== SOURCE RECORDS ==

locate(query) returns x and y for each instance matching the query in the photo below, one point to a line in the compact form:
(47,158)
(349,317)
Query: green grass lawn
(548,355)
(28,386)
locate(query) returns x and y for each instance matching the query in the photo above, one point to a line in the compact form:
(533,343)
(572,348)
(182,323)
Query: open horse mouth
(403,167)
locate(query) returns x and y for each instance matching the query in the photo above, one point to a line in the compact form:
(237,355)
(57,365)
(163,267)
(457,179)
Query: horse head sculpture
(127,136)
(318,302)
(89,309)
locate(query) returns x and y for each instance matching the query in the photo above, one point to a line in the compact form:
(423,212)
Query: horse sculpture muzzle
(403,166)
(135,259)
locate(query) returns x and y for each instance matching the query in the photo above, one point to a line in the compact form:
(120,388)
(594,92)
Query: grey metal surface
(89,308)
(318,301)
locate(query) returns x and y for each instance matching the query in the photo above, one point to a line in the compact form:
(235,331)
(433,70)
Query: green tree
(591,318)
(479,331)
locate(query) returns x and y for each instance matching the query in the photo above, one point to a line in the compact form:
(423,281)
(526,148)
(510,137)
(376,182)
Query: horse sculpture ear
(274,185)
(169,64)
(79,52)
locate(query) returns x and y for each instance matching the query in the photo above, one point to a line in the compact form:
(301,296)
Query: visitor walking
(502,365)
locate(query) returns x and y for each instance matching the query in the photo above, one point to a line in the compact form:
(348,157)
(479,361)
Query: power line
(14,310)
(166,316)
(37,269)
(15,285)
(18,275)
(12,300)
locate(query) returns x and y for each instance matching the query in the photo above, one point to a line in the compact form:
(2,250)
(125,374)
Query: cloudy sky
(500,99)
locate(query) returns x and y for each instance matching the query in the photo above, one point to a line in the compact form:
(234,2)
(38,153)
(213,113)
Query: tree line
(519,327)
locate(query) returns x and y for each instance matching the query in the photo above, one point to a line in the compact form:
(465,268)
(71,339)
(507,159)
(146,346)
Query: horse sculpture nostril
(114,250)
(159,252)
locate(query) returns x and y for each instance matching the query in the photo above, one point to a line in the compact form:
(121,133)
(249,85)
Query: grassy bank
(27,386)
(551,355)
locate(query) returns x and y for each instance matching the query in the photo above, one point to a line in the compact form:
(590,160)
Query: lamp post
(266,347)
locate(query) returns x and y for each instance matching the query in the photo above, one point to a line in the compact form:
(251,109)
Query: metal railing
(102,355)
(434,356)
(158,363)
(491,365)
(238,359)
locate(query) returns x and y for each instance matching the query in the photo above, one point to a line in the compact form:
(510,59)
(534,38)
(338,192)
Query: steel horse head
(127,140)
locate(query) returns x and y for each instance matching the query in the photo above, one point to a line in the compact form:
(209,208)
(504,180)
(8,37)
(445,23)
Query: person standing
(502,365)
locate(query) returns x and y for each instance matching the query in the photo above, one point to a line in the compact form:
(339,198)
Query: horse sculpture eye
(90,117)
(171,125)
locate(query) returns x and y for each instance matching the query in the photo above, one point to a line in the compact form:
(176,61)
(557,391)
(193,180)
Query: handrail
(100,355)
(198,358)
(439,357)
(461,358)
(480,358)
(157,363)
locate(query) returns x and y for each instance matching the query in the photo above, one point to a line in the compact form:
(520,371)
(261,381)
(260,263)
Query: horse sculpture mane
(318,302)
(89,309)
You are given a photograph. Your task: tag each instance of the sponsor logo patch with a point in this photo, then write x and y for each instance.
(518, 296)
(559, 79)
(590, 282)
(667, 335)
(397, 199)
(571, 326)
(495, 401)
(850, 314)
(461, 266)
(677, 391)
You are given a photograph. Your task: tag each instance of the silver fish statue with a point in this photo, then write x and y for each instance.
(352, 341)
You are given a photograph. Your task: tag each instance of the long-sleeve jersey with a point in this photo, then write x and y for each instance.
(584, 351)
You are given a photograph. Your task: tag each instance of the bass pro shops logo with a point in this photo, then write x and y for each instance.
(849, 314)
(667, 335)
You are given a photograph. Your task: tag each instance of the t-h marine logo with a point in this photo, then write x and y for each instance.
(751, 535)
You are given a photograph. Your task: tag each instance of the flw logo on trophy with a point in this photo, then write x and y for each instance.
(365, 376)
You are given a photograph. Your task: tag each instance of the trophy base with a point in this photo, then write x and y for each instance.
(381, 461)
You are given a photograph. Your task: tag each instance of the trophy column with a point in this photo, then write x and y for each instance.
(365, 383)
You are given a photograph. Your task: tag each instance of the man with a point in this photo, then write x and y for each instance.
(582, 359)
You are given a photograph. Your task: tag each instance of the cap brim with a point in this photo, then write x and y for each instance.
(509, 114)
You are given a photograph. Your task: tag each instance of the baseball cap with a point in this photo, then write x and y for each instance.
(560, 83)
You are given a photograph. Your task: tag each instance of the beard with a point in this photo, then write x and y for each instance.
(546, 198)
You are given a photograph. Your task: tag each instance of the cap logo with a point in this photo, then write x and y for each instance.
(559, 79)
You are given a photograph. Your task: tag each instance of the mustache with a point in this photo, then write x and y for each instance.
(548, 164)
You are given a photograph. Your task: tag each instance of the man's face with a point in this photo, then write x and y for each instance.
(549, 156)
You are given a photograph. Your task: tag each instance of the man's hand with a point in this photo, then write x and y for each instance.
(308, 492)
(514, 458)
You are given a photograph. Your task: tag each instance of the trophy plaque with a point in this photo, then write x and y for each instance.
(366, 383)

===

PROBLEM DETAILS: Transcribe every record above exactly as it appears.

EXERCISE ANSWER:
locate(query) returns x and y for each instance matching the query in the photo below, one point to a line in the compact form:
(47,158)
(349,317)
Query: green grass lawn
(548,355)
(28,386)
locate(query) returns x and y for each instance matching the query in the photo above, one point to a line in the compact form:
(533,343)
(572,348)
(182,323)
Query: open horse mouth
(403,167)
locate(query) returns x and y for each instance matching the query in the photo above, one point to a line in the compact form:
(237,355)
(57,365)
(163,267)
(457,179)
Query: horse head sculpture
(127,136)
(318,302)
(89,309)
locate(query) returns x and y for each instance matching the query in the photo above, one point to a line in the compact form:
(423,212)
Query: horse sculpture muzzle
(403,166)
(135,259)
locate(query) returns x and y for each instance matching the query in the photo above, one point to a line in the compact form:
(120,388)
(594,92)
Query: grey metal surface
(89,308)
(318,301)
locate(query) returns x and y for each instance matching the query in the photo above, one point to a line in the compact form:
(235,331)
(433,70)
Query: green tree
(591,318)
(479,331)
locate(query) returns x and y for each instance matching the query in the photo above, one point to a line in the compact form:
(423,281)
(526,148)
(510,137)
(376,182)
Query: horse sculpture ear
(274,185)
(169,64)
(79,52)
locate(query) returns x and y for each instance matching the query in the photo above, one point to a line in the compact form:
(301,296)
Query: visitor walking
(502,365)
locate(query) returns x and y for each instance matching the query in the photo above, one point to a line in the compact form:
(348,157)
(479,361)
Query: power line
(14,310)
(166,316)
(37,269)
(15,285)
(18,275)
(12,300)
locate(query) returns x and y for each instance matching the query in the photo above, one point to a line in the compact form:
(2,250)
(125,374)
Query: cloudy sky
(500,99)
locate(query) returns x and y for each instance matching the query in the photo above, one point to a line in the compact form:
(234,2)
(38,153)
(213,113)
Query: tree line
(519,327)
locate(query) returns x and y for each instance matching the query in the photo above, one point to a line in the compact form:
(465,268)
(71,339)
(507,159)
(146,346)
Query: horse sculpture nostril
(114,250)
(159,252)
locate(query) returns x and y for each instance matching the query in the photo above, one point to a line in the compact form:
(121,133)
(249,85)
Query: grassy bank
(27,386)
(551,355)
locate(query) returns x and y for each instance matching the query in the photo above, one point to a line in the compact form:
(590,160)
Query: lamp post
(266,347)
locate(query) returns x and y for each instance matching the query in the photo above, one point to a line in the compact form:
(251,109)
Query: metal railing
(102,355)
(434,356)
(158,363)
(491,365)
(238,359)
locate(query) returns x and y for each instance matching the query in the photo above, one point to a line in the compact form:
(510,59)
(534,38)
(338,192)
Query: steel horse head
(127,140)
locate(query) returns x and y for each instance matching the query in the photo above, one point to a line in the compact form:
(209,208)
(504,180)
(8,37)
(445,23)
Query: person standing
(502,365)
locate(query) returns x and y for each instance matching the query in the photo above, one point to a line in the compact form:
(339,198)
Query: horse sculpture eye
(90,117)
(171,125)
locate(query) returns x and y for each instance matching the query in the photo above, one point to a line in the compact form:
(176,61)
(557,391)
(193,180)
Query: handrail
(100,355)
(198,358)
(439,357)
(461,358)
(480,358)
(157,363)
locate(query) returns x and y for each instance matching the query in the photo above, one point to a line in the compact form:
(520,371)
(261,381)
(260,263)
Query: horse sculpture mane
(318,302)
(89,309)
You are given a photograph. Your task: tag each instance of the sponsor logo patch with a point in this photo, then write x and y for each instance.
(518, 296)
(559, 79)
(590, 282)
(667, 335)
(397, 199)
(571, 326)
(495, 401)
(850, 314)
(461, 266)
(677, 391)
You are given a photograph. Your task: tag each instance of the silver fish statue with a point in this photo, then write x and y for each instance.
(352, 341)
You are given a photograph. Your task: tag each instance of the long-sleeve jersey with a point in this photo, then write x and y for each instance.
(584, 351)
You are given a photograph. Your task: tag each instance of the bass pro shops logo with a point in this photo, then write x and y for each instance.
(849, 314)
(667, 335)
You are given a photograph. Your task: tag each instance of the t-h marine logo with a point in this photo, then write x and y for each instance.
(751, 535)
You are given a photograph. Your task: tag each instance of the flw logo on trophy with a point in this photo, then write x and y for each instance.
(365, 376)
You are given a photograph. Your task: tag each instance of the trophy base with a point in this photo, then write x and y for each instance.
(381, 461)
You are given a photograph. Your task: tag each instance of the trophy column with a point in this photo, then write x and y for each instance.
(365, 383)
You are given a photograph. Your task: tag each instance of the man with a point in this photo, then write x and y for each instance.
(582, 359)
You are given a photograph. Your task: tag each instance of the cap brim with a point in this photo, then write x and y for each instance.
(509, 114)
You are given a photograph. Your task: tag each instance of the baseball cap with a point in this photo, then write x and y for each instance.
(560, 83)
You are given a photograph. Your task: tag each instance of the beard with a point in this photo, then write x and y for each instance.
(546, 198)
You are given a photograph. Your task: tag each instance of the cap logo with a point in this photo, then write x and y for each instance.
(559, 79)
You are given a photograph. Your task: tag each instance of the mustache with a point in this photo, then write x and y for each instance.
(548, 164)
You are given a photograph. Your task: tag each instance of the man's face with a point in this photo, then write x and y for each instance.
(549, 156)
You are given a photograph. Your task: tag each instance of the man's hand with a point in this photo, then write x and y for each instance.
(308, 492)
(514, 458)
You are given a photograph. Your task: tag each instance of the trophy plaque with a point in this photo, then write x and y for each instance.
(366, 383)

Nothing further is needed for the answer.